(LISTED RECORDS)

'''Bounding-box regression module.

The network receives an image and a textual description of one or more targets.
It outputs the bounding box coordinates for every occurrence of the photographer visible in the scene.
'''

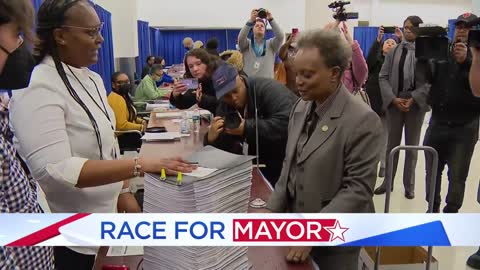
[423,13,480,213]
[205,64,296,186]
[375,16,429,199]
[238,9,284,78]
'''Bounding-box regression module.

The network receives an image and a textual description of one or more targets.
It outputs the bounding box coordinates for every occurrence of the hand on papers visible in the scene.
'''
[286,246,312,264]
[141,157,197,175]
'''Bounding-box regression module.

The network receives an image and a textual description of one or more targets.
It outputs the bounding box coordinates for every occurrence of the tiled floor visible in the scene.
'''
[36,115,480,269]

(End LISTED RECORDS)
(LISTED RECORDS)

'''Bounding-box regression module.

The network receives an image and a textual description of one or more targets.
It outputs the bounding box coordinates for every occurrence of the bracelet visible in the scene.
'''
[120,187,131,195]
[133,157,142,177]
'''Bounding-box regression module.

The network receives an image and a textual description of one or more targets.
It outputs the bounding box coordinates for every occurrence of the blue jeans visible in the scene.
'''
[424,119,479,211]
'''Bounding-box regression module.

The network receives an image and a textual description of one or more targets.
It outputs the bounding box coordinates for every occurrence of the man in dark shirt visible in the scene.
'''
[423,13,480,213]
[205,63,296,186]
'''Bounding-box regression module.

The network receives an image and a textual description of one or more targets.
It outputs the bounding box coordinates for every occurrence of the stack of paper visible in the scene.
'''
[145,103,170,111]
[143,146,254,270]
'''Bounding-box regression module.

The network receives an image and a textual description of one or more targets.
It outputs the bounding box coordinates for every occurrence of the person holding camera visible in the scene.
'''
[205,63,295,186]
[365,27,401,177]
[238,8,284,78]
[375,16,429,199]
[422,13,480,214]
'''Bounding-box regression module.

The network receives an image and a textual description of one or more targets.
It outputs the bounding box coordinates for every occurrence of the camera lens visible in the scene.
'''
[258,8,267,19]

(End LISTED RECORDS)
(LISTED RECORDS)

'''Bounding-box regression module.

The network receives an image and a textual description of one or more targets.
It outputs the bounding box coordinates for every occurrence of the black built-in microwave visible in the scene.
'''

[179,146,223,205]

(End LISTED RECORDS)

■ TASK STATEMENT:
Only a number is expected: the count of lines in the entries that include the string "camera".

■ SOLUTION TO THIS EXERCISE:
2